** begin **

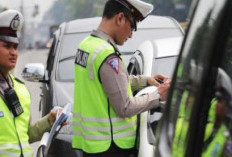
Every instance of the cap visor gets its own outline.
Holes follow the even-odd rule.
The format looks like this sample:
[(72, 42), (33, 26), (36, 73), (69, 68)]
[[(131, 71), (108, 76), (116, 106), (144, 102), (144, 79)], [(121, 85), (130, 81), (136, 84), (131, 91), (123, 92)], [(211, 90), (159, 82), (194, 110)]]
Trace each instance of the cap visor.
[(15, 43), (15, 44), (19, 43), (19, 40), (16, 37), (9, 37), (9, 36), (2, 36), (2, 35), (0, 35), (0, 40), (6, 41), (6, 42), (10, 42), (10, 43)]

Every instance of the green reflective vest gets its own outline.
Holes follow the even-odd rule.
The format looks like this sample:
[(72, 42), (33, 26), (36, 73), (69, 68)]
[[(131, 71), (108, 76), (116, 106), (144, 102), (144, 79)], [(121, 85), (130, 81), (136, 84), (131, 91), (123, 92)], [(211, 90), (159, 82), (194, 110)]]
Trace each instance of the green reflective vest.
[(222, 124), (216, 135), (213, 137), (213, 140), (208, 145), (207, 149), (203, 152), (203, 157), (220, 157), (222, 155), (226, 139), (228, 138), (224, 134), (225, 131), (226, 126)]
[(21, 153), (19, 143), (21, 143), (24, 157), (32, 157), (27, 134), (30, 120), (30, 94), (23, 83), (13, 76), (11, 78), (24, 112), (14, 118), (5, 101), (0, 97), (0, 156), (19, 157)]
[[(87, 153), (104, 152), (112, 141), (122, 149), (135, 145), (137, 117), (116, 115), (98, 76), (102, 63), (114, 53), (108, 42), (93, 36), (85, 38), (77, 52), (72, 146)], [(128, 94), (132, 96), (130, 84)]]

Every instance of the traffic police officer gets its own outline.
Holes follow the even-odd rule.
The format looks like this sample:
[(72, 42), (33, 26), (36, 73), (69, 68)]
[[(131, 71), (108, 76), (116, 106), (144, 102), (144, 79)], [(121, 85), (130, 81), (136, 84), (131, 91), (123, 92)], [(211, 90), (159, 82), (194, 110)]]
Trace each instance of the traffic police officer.
[[(136, 115), (159, 106), (169, 79), (128, 76), (116, 45), (132, 37), (136, 24), (153, 9), (140, 0), (108, 0), (97, 30), (77, 50), (73, 108), (73, 148), (84, 156), (136, 155)], [(155, 79), (161, 79), (159, 84)], [(132, 90), (157, 85), (158, 90), (133, 97)]]
[(23, 16), (16, 10), (0, 13), (0, 156), (32, 156), (30, 142), (39, 140), (54, 123), (56, 112), (30, 124), (30, 94), (24, 83), (9, 74), (17, 61), (17, 30)]

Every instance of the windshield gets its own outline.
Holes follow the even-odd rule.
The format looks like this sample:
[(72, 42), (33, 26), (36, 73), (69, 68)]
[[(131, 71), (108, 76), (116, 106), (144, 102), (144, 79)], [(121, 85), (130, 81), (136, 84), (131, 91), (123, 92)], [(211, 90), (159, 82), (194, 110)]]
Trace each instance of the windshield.
[[(74, 60), (78, 43), (80, 43), (89, 32), (65, 34), (62, 40), (60, 57), (58, 62), (58, 79), (62, 81), (74, 80)], [(119, 46), (122, 55), (134, 53), (138, 46), (145, 40), (160, 39), (166, 37), (182, 36), (181, 31), (176, 29), (143, 29), (133, 33), (123, 46)], [(67, 68), (69, 67), (69, 68)]]

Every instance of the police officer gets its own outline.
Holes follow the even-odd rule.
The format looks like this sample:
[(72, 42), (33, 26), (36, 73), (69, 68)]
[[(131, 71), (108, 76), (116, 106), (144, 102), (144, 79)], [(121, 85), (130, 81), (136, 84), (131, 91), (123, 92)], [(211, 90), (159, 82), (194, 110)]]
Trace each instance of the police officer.
[(37, 141), (49, 131), (56, 112), (30, 124), (30, 94), (24, 83), (9, 73), (18, 57), (17, 30), (22, 27), (23, 16), (7, 10), (0, 13), (0, 21), (0, 156), (29, 157), (29, 141)]
[[(152, 9), (141, 0), (108, 0), (97, 30), (79, 44), (72, 146), (82, 150), (84, 157), (136, 156), (136, 115), (158, 107), (166, 97), (169, 79), (163, 75), (128, 76), (117, 48), (132, 37), (137, 22)], [(133, 97), (131, 88), (147, 85), (156, 85), (158, 90)]]

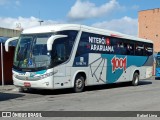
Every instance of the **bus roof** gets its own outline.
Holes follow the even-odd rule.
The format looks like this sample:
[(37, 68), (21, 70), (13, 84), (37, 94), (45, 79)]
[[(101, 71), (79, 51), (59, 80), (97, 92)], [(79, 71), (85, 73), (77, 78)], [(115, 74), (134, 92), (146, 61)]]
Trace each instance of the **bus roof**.
[(124, 39), (130, 39), (135, 41), (153, 43), (151, 40), (148, 40), (148, 39), (138, 38), (135, 36), (126, 35), (126, 34), (122, 34), (115, 31), (99, 29), (99, 28), (89, 27), (85, 25), (78, 25), (78, 24), (54, 24), (54, 25), (38, 26), (38, 27), (33, 27), (33, 28), (23, 30), (22, 34), (50, 33), (50, 32), (62, 31), (62, 30), (78, 30), (78, 31), (82, 30), (82, 31), (87, 31), (91, 33), (117, 37), (117, 38), (124, 38)]

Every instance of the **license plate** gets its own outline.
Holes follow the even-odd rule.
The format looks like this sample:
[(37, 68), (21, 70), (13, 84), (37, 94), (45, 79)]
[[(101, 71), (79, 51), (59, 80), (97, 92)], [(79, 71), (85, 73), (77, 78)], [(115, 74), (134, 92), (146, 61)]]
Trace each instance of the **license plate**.
[(25, 87), (31, 87), (31, 83), (30, 82), (24, 82), (24, 86)]

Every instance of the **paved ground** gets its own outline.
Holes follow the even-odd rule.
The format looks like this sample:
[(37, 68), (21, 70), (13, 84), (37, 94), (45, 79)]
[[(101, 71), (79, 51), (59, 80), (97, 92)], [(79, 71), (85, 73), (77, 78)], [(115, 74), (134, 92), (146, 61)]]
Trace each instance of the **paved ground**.
[(71, 89), (20, 93), (14, 86), (0, 87), (0, 111), (160, 111), (159, 103), (160, 80), (154, 79), (136, 87), (129, 83), (87, 87), (82, 93)]

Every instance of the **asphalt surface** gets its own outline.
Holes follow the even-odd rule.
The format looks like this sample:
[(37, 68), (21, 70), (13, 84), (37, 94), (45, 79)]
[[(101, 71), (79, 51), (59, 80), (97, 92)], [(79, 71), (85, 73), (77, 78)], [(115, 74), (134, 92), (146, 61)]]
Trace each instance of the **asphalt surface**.
[(14, 86), (0, 87), (0, 111), (160, 111), (160, 80), (141, 80), (139, 86), (92, 86), (82, 93), (72, 89), (20, 93)]

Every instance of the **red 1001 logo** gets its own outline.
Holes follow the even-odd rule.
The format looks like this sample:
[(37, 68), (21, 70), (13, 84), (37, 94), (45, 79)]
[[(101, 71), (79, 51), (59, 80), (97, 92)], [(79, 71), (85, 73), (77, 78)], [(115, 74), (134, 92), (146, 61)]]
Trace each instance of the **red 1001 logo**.
[(126, 70), (127, 57), (117, 58), (116, 56), (114, 56), (111, 60), (111, 63), (112, 63), (112, 73), (115, 72), (117, 69)]

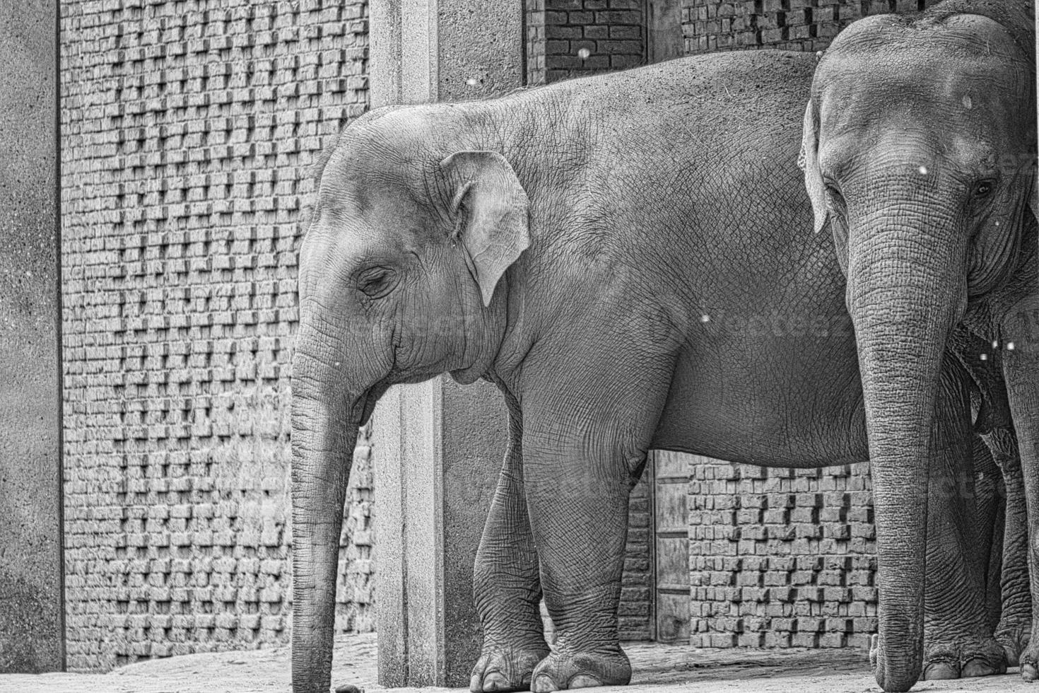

** end **

#### Brief
Reproduce all of the data above verbatim, omitting the pictures from your reproduction.

#### Problem solution
Every instance of the cap visor gets its own outline.
Holes follow the even-odd rule.
The format looks like this sample:
[(72, 42), (33, 26), (36, 73), (69, 68)]
[[(131, 71), (108, 76), (116, 106), (144, 102), (144, 79)], [(121, 85), (130, 81), (136, 84), (131, 91), (123, 92)], [(211, 90), (159, 82), (194, 110)]]
Trace each instance of the cap visor.
[(15, 43), (15, 44), (19, 43), (19, 40), (16, 37), (9, 37), (9, 36), (2, 36), (2, 35), (0, 35), (0, 40), (6, 41), (6, 42), (10, 42), (10, 43)]

Every instance of the green reflective vest gets its own outline.
Holes follow the even-odd rule.
The format looks like this sample:
[(72, 42), (33, 26), (36, 73), (69, 68)]
[[(131, 71), (108, 76), (116, 106), (144, 102), (144, 79)], [(121, 85), (130, 81), (136, 84), (131, 91), (123, 92)], [(211, 90), (159, 82), (194, 110)]]
Trace each instance of the green reflective vest.
[(222, 124), (216, 135), (213, 137), (213, 140), (208, 145), (207, 149), (203, 152), (203, 157), (220, 157), (222, 155), (226, 139), (228, 138), (224, 134), (225, 131), (226, 126)]
[(21, 153), (19, 143), (21, 143), (24, 157), (32, 157), (27, 134), (30, 120), (30, 94), (23, 83), (13, 76), (11, 78), (24, 112), (14, 118), (5, 101), (0, 97), (0, 156), (19, 157)]
[[(87, 153), (104, 152), (112, 141), (122, 149), (135, 145), (137, 117), (116, 115), (98, 76), (102, 63), (114, 53), (108, 42), (93, 36), (85, 38), (77, 52), (72, 146)], [(128, 94), (132, 96), (130, 84)]]

Every instance of the traffic police officer gets its own outline.
Holes follow the even-odd rule.
The format looks like this sample:
[(72, 42), (33, 26), (36, 73), (69, 68)]
[[(131, 71), (108, 76), (116, 106), (144, 102), (144, 79)], [(121, 85), (130, 81), (136, 84), (131, 91), (123, 92)], [(211, 90), (159, 82), (194, 110)]]
Trace each instance of the traffic police officer.
[[(136, 115), (159, 106), (169, 79), (128, 76), (116, 45), (132, 37), (136, 24), (153, 9), (140, 0), (108, 0), (97, 30), (77, 50), (73, 108), (73, 148), (84, 156), (136, 155)], [(155, 79), (161, 79), (159, 84)], [(132, 90), (157, 85), (158, 90), (133, 97)]]
[(23, 16), (16, 10), (0, 13), (0, 156), (32, 156), (30, 142), (39, 140), (54, 123), (56, 112), (30, 124), (30, 94), (24, 83), (9, 74), (17, 61), (17, 30)]

Every instance of the windshield gets its own outline.
Holes follow the even-odd rule.
The format looks like this sample:
[(72, 42), (33, 26), (36, 73), (69, 68)]
[[(131, 71), (108, 76), (116, 106), (144, 102), (144, 79)], [(121, 85), (130, 81), (136, 84), (131, 91), (123, 92)], [(211, 90), (159, 82), (194, 110)]]
Trace each instance of the windshield.
[[(74, 60), (78, 43), (80, 43), (89, 32), (65, 34), (62, 40), (60, 57), (58, 62), (58, 79), (62, 81), (74, 80)], [(119, 46), (122, 55), (134, 53), (138, 46), (145, 40), (160, 39), (166, 37), (182, 36), (181, 31), (176, 29), (143, 29), (133, 33), (123, 46)], [(67, 68), (69, 67), (69, 68)]]

Every instance of the police officer gets its own outline.
Holes follow the even-odd rule.
The format looks like this sample:
[(72, 42), (33, 26), (36, 73), (69, 68)]
[[(131, 71), (108, 76), (116, 106), (144, 102), (144, 79)], [(121, 85), (130, 81), (136, 84), (131, 91), (123, 92)], [(211, 90), (159, 82), (194, 110)]]
Trace each instance of the police officer.
[(37, 141), (49, 131), (56, 112), (30, 124), (30, 94), (24, 83), (9, 73), (18, 57), (17, 30), (22, 27), (23, 16), (7, 10), (0, 13), (0, 21), (0, 156), (29, 157), (29, 141)]
[[(152, 9), (141, 0), (108, 0), (97, 30), (79, 44), (72, 146), (82, 150), (84, 157), (136, 156), (136, 115), (158, 107), (166, 97), (169, 79), (163, 75), (128, 76), (117, 48), (132, 37), (137, 22)], [(133, 97), (131, 88), (147, 85), (156, 85), (158, 90)]]

Every instance of the **bus roof** gets its own outline.
Holes follow the even-odd rule.
The format looks like this sample:
[(37, 68), (21, 70), (13, 84), (37, 94), (45, 79)]
[[(101, 71), (79, 51), (59, 80), (97, 92)], [(79, 71), (85, 73), (77, 78)], [(115, 74), (134, 92), (146, 61)]]
Trace each instance of the **bus roof**.
[(124, 39), (130, 39), (135, 41), (153, 43), (151, 40), (148, 40), (148, 39), (138, 38), (135, 36), (126, 35), (126, 34), (122, 34), (115, 31), (99, 29), (99, 28), (89, 27), (85, 25), (78, 25), (78, 24), (54, 24), (54, 25), (38, 26), (38, 27), (33, 27), (33, 28), (23, 30), (22, 34), (50, 33), (50, 32), (62, 31), (62, 30), (78, 30), (78, 31), (82, 30), (82, 31), (87, 31), (91, 33), (117, 37), (117, 38), (124, 38)]

Every instance of the **license plate** gets its own outline.
Holes follow the even-odd rule.
The format looks like this sample:
[(37, 68), (21, 70), (13, 84), (37, 94), (45, 79)]
[[(101, 71), (79, 51), (59, 80), (97, 92)], [(79, 71), (85, 73), (77, 78)], [(115, 74), (134, 92), (146, 61)]]
Trace each instance of the **license plate**.
[(25, 87), (31, 87), (31, 83), (30, 82), (24, 82), (24, 86)]

Every instance of the **paved ground** gets its own outline.
Holes follow the even-odd rule.
The format looks like this sample:
[(37, 68), (21, 70), (13, 84), (37, 94), (45, 79)]
[[(101, 71), (79, 51), (59, 80), (97, 92)], [(79, 71), (85, 73), (77, 78)], [(115, 74), (134, 92), (146, 61)]]
Trace each instance of the **paved ground**.
[(71, 89), (20, 93), (14, 86), (0, 87), (0, 111), (160, 111), (159, 103), (160, 80), (154, 79), (136, 87), (129, 83), (87, 87), (82, 93)]

Every instance of the **asphalt surface** gets its own outline.
Holes follow the even-odd rule.
The format looks like this sample:
[(37, 68), (21, 70), (13, 84), (37, 94), (45, 79)]
[[(101, 71), (79, 51), (59, 80), (97, 92)], [(79, 71), (85, 73), (77, 78)], [(115, 74), (134, 92), (146, 61)]]
Trace each instance of the **asphalt surface**.
[(14, 86), (0, 87), (0, 111), (160, 111), (160, 80), (141, 80), (139, 86), (92, 86), (82, 93), (72, 89), (20, 93)]

Every instance of the **red 1001 logo** gets its own outline.
Holes follow the even-odd rule.
The format looks like this sample:
[(37, 68), (21, 70), (13, 84), (37, 94), (45, 79)]
[[(101, 71), (79, 51), (59, 80), (97, 92)], [(79, 71), (85, 73), (77, 78)], [(115, 74), (134, 92), (146, 61)]]
Trace each instance of the **red 1001 logo**.
[(126, 70), (127, 57), (117, 58), (116, 56), (114, 56), (111, 60), (111, 63), (112, 63), (112, 73), (115, 72), (117, 69)]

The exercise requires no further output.